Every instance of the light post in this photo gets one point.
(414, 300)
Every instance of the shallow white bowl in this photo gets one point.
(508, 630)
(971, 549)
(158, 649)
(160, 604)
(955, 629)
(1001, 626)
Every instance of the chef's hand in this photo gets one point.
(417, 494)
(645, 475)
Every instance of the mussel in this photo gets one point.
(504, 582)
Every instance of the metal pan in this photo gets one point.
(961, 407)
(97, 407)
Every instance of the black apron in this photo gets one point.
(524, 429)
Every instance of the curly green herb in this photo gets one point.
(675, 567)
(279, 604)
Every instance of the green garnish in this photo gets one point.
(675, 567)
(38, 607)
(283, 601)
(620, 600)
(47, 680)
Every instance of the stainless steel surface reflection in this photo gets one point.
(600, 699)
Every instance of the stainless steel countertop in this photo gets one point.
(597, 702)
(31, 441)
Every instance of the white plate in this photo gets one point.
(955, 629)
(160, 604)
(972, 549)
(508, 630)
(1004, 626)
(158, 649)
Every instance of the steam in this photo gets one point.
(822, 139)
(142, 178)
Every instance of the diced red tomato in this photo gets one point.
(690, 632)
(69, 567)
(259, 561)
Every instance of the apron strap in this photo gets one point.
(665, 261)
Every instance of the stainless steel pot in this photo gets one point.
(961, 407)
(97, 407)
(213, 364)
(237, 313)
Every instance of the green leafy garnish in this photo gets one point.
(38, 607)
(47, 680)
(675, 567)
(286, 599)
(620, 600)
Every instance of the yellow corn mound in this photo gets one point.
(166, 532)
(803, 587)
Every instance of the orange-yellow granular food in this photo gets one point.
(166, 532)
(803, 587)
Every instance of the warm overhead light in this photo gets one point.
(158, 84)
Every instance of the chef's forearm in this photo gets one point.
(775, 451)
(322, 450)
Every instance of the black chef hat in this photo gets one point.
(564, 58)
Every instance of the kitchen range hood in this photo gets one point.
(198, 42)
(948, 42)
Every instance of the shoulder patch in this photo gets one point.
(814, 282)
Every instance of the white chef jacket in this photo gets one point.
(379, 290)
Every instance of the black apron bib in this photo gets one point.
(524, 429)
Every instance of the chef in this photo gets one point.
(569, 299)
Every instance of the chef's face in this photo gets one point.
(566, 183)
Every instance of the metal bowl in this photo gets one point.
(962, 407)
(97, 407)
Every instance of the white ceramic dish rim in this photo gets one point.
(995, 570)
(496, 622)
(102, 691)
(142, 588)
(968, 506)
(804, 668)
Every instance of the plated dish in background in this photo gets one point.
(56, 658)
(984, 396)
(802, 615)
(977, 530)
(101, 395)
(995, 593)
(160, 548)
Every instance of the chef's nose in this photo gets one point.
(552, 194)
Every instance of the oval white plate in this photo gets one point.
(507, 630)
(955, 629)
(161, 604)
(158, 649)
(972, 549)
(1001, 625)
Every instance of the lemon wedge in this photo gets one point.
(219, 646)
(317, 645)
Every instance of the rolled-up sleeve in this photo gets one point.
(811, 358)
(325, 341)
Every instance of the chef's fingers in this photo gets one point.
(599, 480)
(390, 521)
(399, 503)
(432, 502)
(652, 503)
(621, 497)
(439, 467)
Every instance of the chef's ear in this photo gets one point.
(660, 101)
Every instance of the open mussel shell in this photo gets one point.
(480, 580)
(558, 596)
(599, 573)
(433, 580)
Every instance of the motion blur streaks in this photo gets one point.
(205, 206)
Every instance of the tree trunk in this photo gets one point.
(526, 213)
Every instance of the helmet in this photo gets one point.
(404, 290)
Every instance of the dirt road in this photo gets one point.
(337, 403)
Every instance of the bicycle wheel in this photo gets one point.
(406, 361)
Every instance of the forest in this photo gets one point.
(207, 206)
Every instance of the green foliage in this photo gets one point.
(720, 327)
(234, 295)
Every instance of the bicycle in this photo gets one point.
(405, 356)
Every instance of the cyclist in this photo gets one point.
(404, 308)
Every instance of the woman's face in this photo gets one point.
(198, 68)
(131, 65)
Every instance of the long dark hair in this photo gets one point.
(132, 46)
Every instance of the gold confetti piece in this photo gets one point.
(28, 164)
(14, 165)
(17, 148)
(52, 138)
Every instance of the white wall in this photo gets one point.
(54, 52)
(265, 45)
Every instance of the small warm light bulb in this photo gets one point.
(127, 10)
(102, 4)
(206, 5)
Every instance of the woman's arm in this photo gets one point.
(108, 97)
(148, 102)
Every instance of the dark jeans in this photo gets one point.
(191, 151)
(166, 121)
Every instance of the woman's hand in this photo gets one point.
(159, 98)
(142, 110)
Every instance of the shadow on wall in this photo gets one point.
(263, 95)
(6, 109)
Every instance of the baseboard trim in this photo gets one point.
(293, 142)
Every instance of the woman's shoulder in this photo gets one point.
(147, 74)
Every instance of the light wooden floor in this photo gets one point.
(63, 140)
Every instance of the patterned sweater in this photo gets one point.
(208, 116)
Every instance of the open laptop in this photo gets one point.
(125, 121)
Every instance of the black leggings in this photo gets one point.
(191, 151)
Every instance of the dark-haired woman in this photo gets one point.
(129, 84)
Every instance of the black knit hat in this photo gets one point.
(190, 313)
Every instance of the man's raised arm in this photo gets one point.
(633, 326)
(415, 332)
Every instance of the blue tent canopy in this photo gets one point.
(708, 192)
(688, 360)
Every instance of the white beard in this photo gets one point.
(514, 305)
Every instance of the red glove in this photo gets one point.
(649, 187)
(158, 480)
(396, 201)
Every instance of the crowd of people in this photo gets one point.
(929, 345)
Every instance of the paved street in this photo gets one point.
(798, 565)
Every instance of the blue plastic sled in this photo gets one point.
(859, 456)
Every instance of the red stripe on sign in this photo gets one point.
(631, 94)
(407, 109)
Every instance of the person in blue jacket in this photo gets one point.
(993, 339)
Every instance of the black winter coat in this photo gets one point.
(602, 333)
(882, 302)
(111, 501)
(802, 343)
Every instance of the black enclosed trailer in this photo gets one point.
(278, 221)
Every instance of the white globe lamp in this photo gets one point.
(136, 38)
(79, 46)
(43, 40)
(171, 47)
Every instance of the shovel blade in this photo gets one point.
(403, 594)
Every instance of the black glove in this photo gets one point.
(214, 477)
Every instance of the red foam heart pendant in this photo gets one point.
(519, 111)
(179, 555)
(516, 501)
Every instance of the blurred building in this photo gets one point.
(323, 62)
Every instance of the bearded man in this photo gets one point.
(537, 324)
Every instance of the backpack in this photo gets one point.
+---+
What you need to do: Your task is to copy every record exactly.

Exercise solution:
Every instance of the light post in this photo gets one point.
(414, 300)
Every instance of the shallow white bowl in this photo gets one point.
(508, 630)
(971, 549)
(158, 649)
(160, 604)
(955, 629)
(1001, 626)
Every instance of the chef's hand in this photo gets one point.
(417, 494)
(645, 475)
Every instance of the mussel in this photo gets one point.
(504, 582)
Every instance of the metal pan in this photo gets one point.
(961, 407)
(97, 407)
Every instance of the black apron in this photo gets one point.
(524, 429)
Every instance of the curly green herb in this photo gets one point.
(675, 567)
(279, 604)
Every instance of the green garnish in this photo gets one point.
(675, 567)
(38, 607)
(283, 601)
(620, 600)
(47, 680)
Every instance of the stainless steel surface reflection in this photo gets one point.
(600, 699)
Every instance of the stainless steel countertop in this photo gets one point.
(597, 702)
(31, 441)
Every instance of the white plate in this photo gets one point.
(955, 629)
(160, 604)
(972, 549)
(508, 630)
(1004, 626)
(158, 649)
Every instance of the steam in this photo gets one point.
(822, 139)
(142, 178)
Every instance of the diced red tomato in this photo gets one point.
(690, 632)
(69, 567)
(259, 561)
Every instance of the apron strap in this photo gets one point.
(665, 261)
Every instance of the stainless steel pot in this photo gets one point.
(961, 407)
(97, 407)
(213, 364)
(237, 313)
Every instance of the green leafy garnish in this photo gets one point.
(38, 607)
(47, 680)
(675, 567)
(286, 599)
(620, 600)
Every instance of the yellow corn mound in this photo gets one point.
(166, 532)
(803, 587)
Every instance of the orange-yellow granular food in this photo gets one point.
(166, 532)
(803, 587)
Every instance of the warm overhead light in this photo gets one point.
(158, 84)
Every instance of the chef's forearm in this photo gets one point.
(775, 451)
(322, 450)
Every instance of the black chef hat in this photo gets one point.
(564, 58)
Every instance of the kitchen range hood in this photo gets one point.
(198, 42)
(948, 42)
Every instance of the shoulder patch in this photo gets one point.
(814, 282)
Every instance of the white chef jacket in this photo gets one point.
(379, 290)
Every instance of the black apron bib in this photo gets one point.
(524, 429)
Every instance of the chef in this photo gets one point.
(569, 299)
Every instance of the chef's face in this photo gets one point.
(566, 183)
Every instance of the metal bowl in this photo gets one point.
(962, 407)
(97, 407)
Every instance of the white ceramic dish rim in this photo gets one point.
(995, 570)
(496, 622)
(102, 691)
(142, 588)
(968, 506)
(804, 668)
Every instance of the plated dish in background in this photo gets one point.
(56, 658)
(984, 396)
(802, 615)
(977, 530)
(101, 395)
(995, 593)
(160, 548)
Every instance of the chef's nose in this photo gets one point.
(552, 194)
Every instance of the oval white plate in this photo gets one point.
(507, 630)
(955, 629)
(161, 604)
(158, 649)
(972, 549)
(1001, 625)
Every instance of the lemon wedge in this photo gets one point.
(219, 646)
(317, 645)
Every instance of the rolled-up sleeve in this photo gets one point.
(811, 358)
(325, 341)
Every instance of the chef's fingers in this photo gets one point.
(599, 480)
(390, 521)
(399, 503)
(432, 502)
(652, 503)
(621, 497)
(439, 467)
Every instance of the chef's ear in this photo gets one point.
(660, 101)
Every instance of the open mussel shell in this photo gets one point.
(480, 580)
(558, 596)
(599, 573)
(433, 580)
Every instance of the motion blur streaks in this photo gets one point.
(205, 206)
Every instance of the tree trunk in this photo gets one point.
(526, 213)
Every instance of the helmet in this photo gets one point.
(404, 290)
Every instance of the dirt road in this photo gets one point.
(337, 403)
Every instance of the bicycle wheel in this photo gets one point.
(406, 361)
Every instance of the forest in this photo gets one point.
(207, 206)
Every instance of the green foliage in this photo gets one point.
(720, 327)
(234, 295)
Every instance of the bicycle in this photo gets one point.
(405, 356)
Every instance of the cyclist in this photo gets one point.
(404, 308)
Every instance of the woman's face in this photo gets one point.
(198, 68)
(131, 65)
Every instance of the long dark hair in this photo gets one point.
(132, 46)
Every instance of the gold confetti piece in this photo gets one point.
(28, 164)
(14, 165)
(17, 148)
(52, 138)
Every instance of the white wall in this photo gets one point.
(54, 52)
(265, 45)
Every instance of the small warm light bulb in this photo gets one point.
(127, 10)
(102, 4)
(206, 5)
Every instance of the woman's arm in this photo gets one point.
(108, 97)
(148, 102)
Every instance of the dark jeans in this photo gets one point.
(191, 151)
(166, 121)
Every instance of the woman's hand in this photo gets one point.
(159, 98)
(142, 110)
Every instance of the shadow on wall in this photo gets one point.
(263, 95)
(6, 109)
Every instance of the baseboard trim in this photo gets one point.
(293, 142)
Every instance of the woman's shoulder in this photo gets one point.
(147, 74)
Every instance of the light wooden floor in this photo gets one point.
(63, 140)
Every instance of the patterned sweater in this photo gets one point.
(208, 116)
Every instance of the open laptop in this photo gets one point.
(125, 121)
Every instance of the black leggings in this photo gets one point.
(191, 151)
Every instance of the dark-haired woman in this photo gets one point.
(129, 84)
Every instance of the black knit hat in this photo gets one point.
(190, 313)
Every instance of the man's raised arm in this photo gets one point.
(633, 326)
(415, 332)
Every instance of the blue tent canopy in this photo gets one point.
(708, 192)
(688, 360)
Every instance of the white beard in this photo gets one point.
(514, 305)
Every instance of the red glove in this photo gets one point.
(649, 187)
(158, 480)
(396, 201)
Every instance of the crowd of people in this photo gets one point.
(929, 345)
Every instance of the paved street in this photo gets one point.
(798, 565)
Every instance of the blue plastic sled in this photo gets one point.
(859, 456)
Every instance of the red stripe on sign in this photo gets one point.
(631, 94)
(407, 109)
Every instance of the person in blue jacket in this photo gets one point.
(993, 339)
Every instance of the black winter coat in this photo gets one point.
(602, 333)
(882, 302)
(111, 501)
(802, 343)
Every instance of the black enclosed trailer in this photo gets one point.
(278, 221)
Every instance of the white globe lamp in this photo gets one point.
(136, 38)
(79, 46)
(43, 40)
(171, 47)
Every instance of the shovel blade in this photo gets one point.
(403, 594)
Every instance of the black glove in this photo gets one point.
(214, 477)
Every instance of the red foam heart pendant in this photo gets one point.
(519, 111)
(179, 555)
(516, 501)
Every instance of the blurred building in this photo gets one point.
(323, 62)
Every instance of the bearded man in this photo gets one point.
(537, 324)
Every instance of the backpack in this photo gets one point.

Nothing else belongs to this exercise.